Records for this task ->

▬▬▬

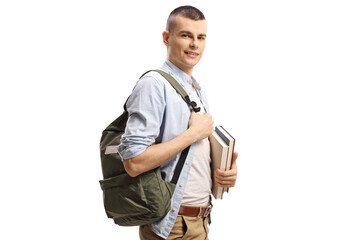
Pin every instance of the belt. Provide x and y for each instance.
(195, 211)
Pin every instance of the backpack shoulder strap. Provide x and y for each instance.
(175, 84)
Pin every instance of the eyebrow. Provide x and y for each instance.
(187, 32)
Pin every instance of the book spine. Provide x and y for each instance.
(223, 137)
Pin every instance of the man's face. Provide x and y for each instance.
(186, 43)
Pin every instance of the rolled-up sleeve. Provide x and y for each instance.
(146, 107)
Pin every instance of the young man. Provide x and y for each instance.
(159, 115)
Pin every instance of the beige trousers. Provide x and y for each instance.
(185, 227)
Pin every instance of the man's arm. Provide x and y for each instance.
(200, 127)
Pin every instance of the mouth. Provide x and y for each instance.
(192, 54)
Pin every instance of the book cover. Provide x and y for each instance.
(219, 152)
(227, 152)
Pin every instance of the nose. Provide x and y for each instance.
(194, 44)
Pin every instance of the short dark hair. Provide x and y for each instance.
(184, 11)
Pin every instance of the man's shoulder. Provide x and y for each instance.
(153, 77)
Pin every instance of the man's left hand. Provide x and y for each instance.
(227, 179)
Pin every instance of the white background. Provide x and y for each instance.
(281, 76)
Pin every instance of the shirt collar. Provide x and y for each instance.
(180, 75)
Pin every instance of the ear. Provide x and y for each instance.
(166, 36)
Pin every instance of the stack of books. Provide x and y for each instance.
(222, 149)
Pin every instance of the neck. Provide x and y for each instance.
(188, 71)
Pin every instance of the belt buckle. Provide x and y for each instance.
(207, 211)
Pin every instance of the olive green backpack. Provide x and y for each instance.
(132, 201)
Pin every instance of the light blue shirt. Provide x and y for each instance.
(157, 113)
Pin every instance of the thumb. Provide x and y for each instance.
(235, 155)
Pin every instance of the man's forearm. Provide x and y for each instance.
(157, 154)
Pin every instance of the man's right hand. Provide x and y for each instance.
(201, 125)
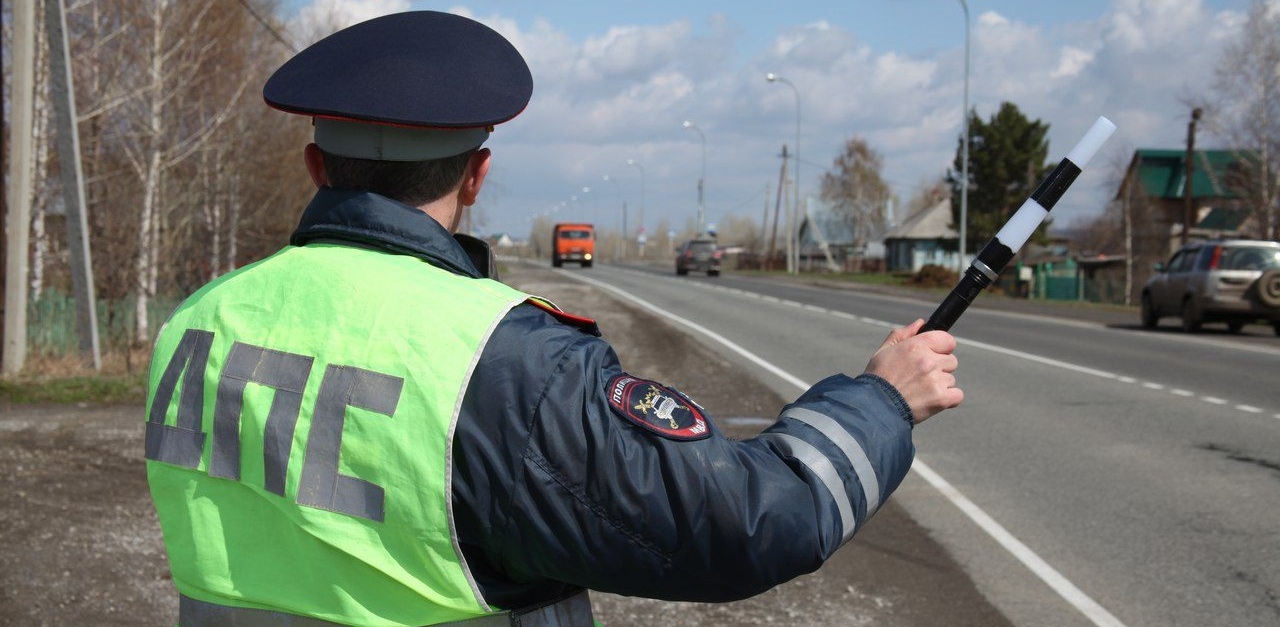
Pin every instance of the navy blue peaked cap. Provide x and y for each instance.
(419, 69)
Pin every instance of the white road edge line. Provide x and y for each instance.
(1047, 573)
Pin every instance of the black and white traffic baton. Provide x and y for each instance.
(1011, 237)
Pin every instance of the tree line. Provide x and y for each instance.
(186, 174)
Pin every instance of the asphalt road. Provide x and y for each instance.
(1097, 474)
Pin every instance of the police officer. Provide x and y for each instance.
(365, 429)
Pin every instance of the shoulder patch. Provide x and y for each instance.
(657, 408)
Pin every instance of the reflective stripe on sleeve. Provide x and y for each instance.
(813, 458)
(848, 444)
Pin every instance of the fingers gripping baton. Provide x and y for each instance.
(1001, 248)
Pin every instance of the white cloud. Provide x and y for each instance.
(1072, 62)
(622, 91)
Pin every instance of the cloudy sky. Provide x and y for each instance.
(613, 82)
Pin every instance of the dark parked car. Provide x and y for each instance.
(700, 256)
(1233, 280)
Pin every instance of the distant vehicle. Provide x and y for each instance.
(572, 242)
(699, 255)
(1232, 280)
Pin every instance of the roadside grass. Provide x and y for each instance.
(65, 380)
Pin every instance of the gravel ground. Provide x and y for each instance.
(80, 543)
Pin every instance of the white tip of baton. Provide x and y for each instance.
(1092, 141)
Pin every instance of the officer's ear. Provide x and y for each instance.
(478, 168)
(314, 159)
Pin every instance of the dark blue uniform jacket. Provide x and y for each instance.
(570, 474)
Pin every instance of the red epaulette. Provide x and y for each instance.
(583, 324)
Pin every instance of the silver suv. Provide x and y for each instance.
(1234, 282)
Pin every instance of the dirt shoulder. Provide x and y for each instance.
(80, 543)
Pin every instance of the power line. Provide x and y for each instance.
(269, 27)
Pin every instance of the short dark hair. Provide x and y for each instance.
(410, 182)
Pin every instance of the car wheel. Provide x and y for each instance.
(1191, 316)
(1269, 288)
(1148, 312)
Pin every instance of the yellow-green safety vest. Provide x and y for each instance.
(300, 415)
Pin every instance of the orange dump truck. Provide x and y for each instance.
(572, 242)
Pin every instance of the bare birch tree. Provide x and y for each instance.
(1247, 94)
(856, 191)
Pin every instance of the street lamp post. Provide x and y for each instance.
(964, 154)
(640, 238)
(792, 255)
(702, 206)
(622, 246)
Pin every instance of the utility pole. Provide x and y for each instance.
(777, 209)
(73, 184)
(1188, 219)
(18, 242)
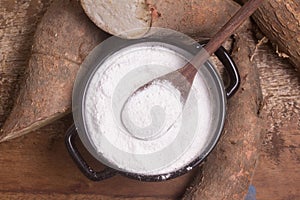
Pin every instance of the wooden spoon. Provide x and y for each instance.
(183, 78)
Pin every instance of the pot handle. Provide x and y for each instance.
(231, 69)
(82, 165)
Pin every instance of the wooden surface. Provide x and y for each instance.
(278, 172)
(39, 163)
(37, 166)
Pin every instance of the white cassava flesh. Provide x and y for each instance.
(198, 18)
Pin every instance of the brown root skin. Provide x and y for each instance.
(279, 21)
(229, 168)
(197, 18)
(62, 40)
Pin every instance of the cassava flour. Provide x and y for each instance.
(151, 132)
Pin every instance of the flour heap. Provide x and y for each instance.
(151, 132)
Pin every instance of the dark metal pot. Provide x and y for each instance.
(94, 60)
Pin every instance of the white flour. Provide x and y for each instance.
(153, 133)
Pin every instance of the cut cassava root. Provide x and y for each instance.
(280, 22)
(62, 40)
(229, 168)
(134, 18)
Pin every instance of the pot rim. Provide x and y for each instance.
(82, 81)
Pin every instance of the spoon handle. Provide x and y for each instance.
(228, 29)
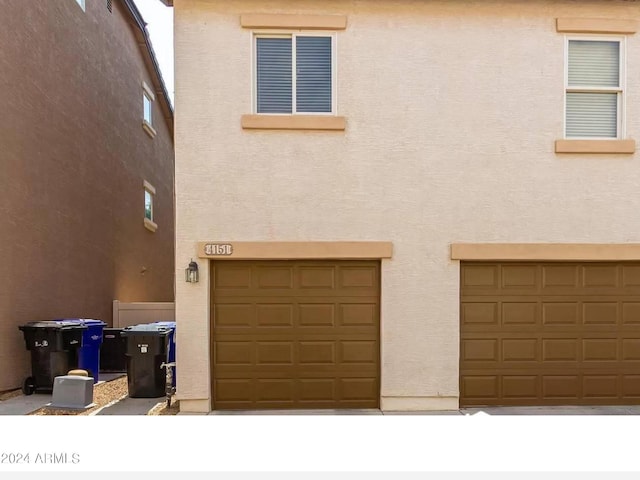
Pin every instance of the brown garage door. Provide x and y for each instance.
(550, 333)
(295, 334)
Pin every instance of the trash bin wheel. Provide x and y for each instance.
(29, 386)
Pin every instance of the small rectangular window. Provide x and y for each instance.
(147, 112)
(594, 88)
(148, 205)
(294, 74)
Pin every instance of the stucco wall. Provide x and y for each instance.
(452, 110)
(73, 157)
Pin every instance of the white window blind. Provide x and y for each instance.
(294, 74)
(594, 89)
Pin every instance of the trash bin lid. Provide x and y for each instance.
(54, 324)
(146, 329)
(167, 324)
(84, 321)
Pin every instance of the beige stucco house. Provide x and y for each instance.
(407, 204)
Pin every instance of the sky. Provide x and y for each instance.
(159, 19)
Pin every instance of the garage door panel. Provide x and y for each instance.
(631, 276)
(233, 277)
(520, 314)
(234, 315)
(597, 350)
(318, 389)
(274, 315)
(560, 313)
(234, 389)
(480, 277)
(600, 313)
(520, 387)
(518, 350)
(480, 387)
(480, 350)
(565, 387)
(274, 389)
(317, 352)
(358, 351)
(361, 389)
(317, 314)
(359, 314)
(480, 313)
(600, 386)
(234, 353)
(358, 277)
(560, 350)
(631, 349)
(573, 338)
(601, 275)
(274, 352)
(557, 277)
(631, 313)
(303, 335)
(631, 386)
(317, 277)
(520, 276)
(280, 277)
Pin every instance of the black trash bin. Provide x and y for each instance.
(147, 349)
(54, 346)
(113, 356)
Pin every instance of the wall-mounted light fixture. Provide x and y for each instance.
(191, 273)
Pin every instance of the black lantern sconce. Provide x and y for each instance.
(191, 273)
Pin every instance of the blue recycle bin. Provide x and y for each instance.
(172, 344)
(89, 352)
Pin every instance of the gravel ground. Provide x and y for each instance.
(104, 394)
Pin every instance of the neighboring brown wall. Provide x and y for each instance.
(73, 157)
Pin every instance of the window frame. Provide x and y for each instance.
(149, 223)
(148, 96)
(146, 100)
(620, 90)
(278, 33)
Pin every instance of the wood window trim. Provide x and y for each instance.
(595, 146)
(291, 21)
(546, 251)
(149, 225)
(293, 122)
(596, 25)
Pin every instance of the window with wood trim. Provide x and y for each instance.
(295, 73)
(594, 100)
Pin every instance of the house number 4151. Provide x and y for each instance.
(218, 249)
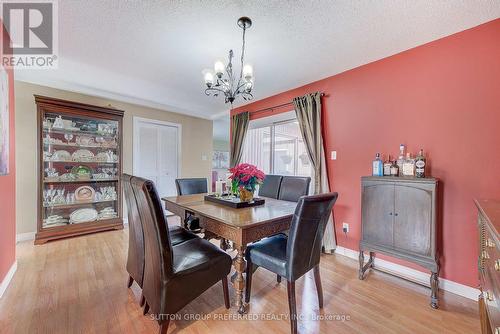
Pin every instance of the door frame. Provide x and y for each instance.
(135, 141)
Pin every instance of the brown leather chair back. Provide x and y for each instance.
(135, 258)
(306, 233)
(190, 186)
(294, 187)
(158, 249)
(271, 186)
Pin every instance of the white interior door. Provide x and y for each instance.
(156, 153)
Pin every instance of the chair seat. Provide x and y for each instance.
(179, 235)
(198, 254)
(269, 253)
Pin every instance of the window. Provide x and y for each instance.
(277, 148)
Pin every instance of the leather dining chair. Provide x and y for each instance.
(135, 257)
(190, 186)
(293, 187)
(174, 275)
(294, 255)
(271, 186)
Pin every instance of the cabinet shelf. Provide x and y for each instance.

▬▬▬

Goal of the exercise ->
Copy out the material above, unchanged, from the line containing "Pin every instance of the power" down through the line containing "(1148, 312)".

Completed exercise ->
Pin every instance of the power line. Provide x and y for each instance.
(269, 27)
Pin every instance of the short dark hair. Provide x and y for each instance.
(410, 182)
Pin every instance of the car wheel. Provide x and y for each instance.
(1191, 316)
(1269, 288)
(1148, 312)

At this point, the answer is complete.